#### Tarefas
a) Extraia da crônica sobre a Fórmula de Bháskara do casamento o trecho que vai de "Teve o estalo" até "é apenas reparar.", sem alterar nada.
b) Dê continuidade à crônica sobre a Fórmula de Bháskara do casamento, começando logo depois da última frase mostrada.

#### Trecho citado
Blog do Carpinejar

A FÓRMULA DE BHÁSKARA

Arte de Cínthya Verri

Carlinhos descobriu a Fórmula de Bháskara do casamento. A resposta resolveria mais do que terapia, do que dança de salão, do que compras num shopping. E não traria custo. Desejou patentear o cálculo, mas não queria lucrar com uma ideia tão pura.

Estava na cara e ninguém teve a coragem de dizer. O óbvio é para os corajosos.

A receita transformaria a convivência numa eterna lua-de-mel. Eis o achado:

Anotar na agenda os compromissos de beleza da esposa.

Traria o alívio depois de vinte anos sendo cobrado por não acertar o que havia de diferente em Consuelo. Só não errava a depilação, o que, convenhamos, não merece elogio.

Teve o estalo quando assistia Caxias e São José, semifinal do Campeonato Gaúcho.

“Quem não consegue observar que aprenda a lembrar.”

A frase surgiu em sua cabeça do nada, não poderia ter sido o locutor. Ele se reconheceu absurdamente inteligente, a ponto de criar outra teoria: quanto pior o jogo, melhor o pensamento.

Com o método em prática, seria eleito o marido do ano. Perguntaria de manhã o que ela programou durante o dia e repassaria tudo ao iPhone: manicure/pedicure/sobrancelhas/cabelos. De noite, usaria a informação privilegiada a seu favor, como se não fosse importante. Todo homem perfeito é, no fundo, uma secretária.

Na cama, tomou a mão dela e disse:

— Que unhas caprichadas, ótima a cor.
— Como você percebeu?
— Não precisa muito, é apenas reparar.

(Quando o homem se diminui é que está se sentindo o máximo.)

No jantar, acariciou a franja dela e disse:

— É uma diferença uma sobrancelha bem feita. Abre o rosto.
— Mesmo? Eu arrumei hoje, incrível que tenha notado.

#### Trechos dos registros
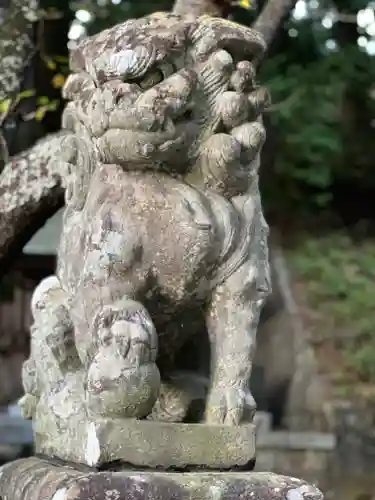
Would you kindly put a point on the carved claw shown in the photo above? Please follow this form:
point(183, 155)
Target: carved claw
point(230, 406)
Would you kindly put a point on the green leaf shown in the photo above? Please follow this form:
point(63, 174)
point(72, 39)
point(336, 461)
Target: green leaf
point(5, 105)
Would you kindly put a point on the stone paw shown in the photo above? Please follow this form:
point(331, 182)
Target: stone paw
point(230, 406)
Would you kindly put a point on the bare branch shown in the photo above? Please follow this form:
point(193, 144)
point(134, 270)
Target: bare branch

#### Respostas esperadas
a)
Teve o estalo quando assistia Caxias e São José, semifinal do Campeonato Gaúcho.

“Quem não consegue observar que aprenda a lembrar.”

A frase surgiu em sua cabeça do nada, não poderia ter sido o locutor. Ele se reconheceu absurdamente inteligente, a ponto de criar outra teoria: quanto pior o jogo, melhor o pensamento.

Com o método em prática, seria eleito o marido do ano. Perguntaria de manhã o que ela programou durante o dia e repassaria tudo ao iPhone: manicure/pedicure/sobrancelhas/cabelos. De noite, usaria a informação privilegiada a seu favor, como se não fosse importante. Todo homem perfeito é, no fundo, uma secretária.

Na cama, tomou a mão dela e disse:

— Que unhas caprichadas, ótima a cor.
— Como você percebeu?
— Não precisa muito, é apenas reparar.

b)
— Como que não? Olho tudo em você.

(Quando o homem se engrandece é que está enganando).

As observações renderam um aumento de 30% na vida sexual e redução em 50% das implicâncias dentro do carro.

Os dois já programavam viagem para Bariloche; experimentavam, de novo, aquela atenção integral de apaixonados.

Mas Carlinhos acabou traído pela casualidade. Consuelo avisou, logo cedo, que não sobraria tempo para almoçar: “O cabeleireiro tem somente horário ao meio-dia”.

Festivo, registrou em sua plataforma implacável: corte de cabelo!

Enfrentaria o grande exame clínico do amor. Ao voltar do trabalho, encontrou sua mulher no sofá assistindo televisão.

Olhou uma, duas, três vezes, e gritou:

— Que linda!
— O quê?, ela ficou assustada.
— Maravilhosa! Dez anos mais jovem!
— O quê? , ela entrou em aflição.
— Seu cabelo, o chanel perfeito!
— Eu não cortei.

Carlinhos jurava que uma mulher nunca desmarcaria o cabeleireiro. Seria capaz de abandonar noivo no altar, de jeito nenhum deixar cabeleireiro esperando. Não contava com essa infidelidade. Suspirou. Não existiam mais papéis fixos no mundo, nem dentro de casa.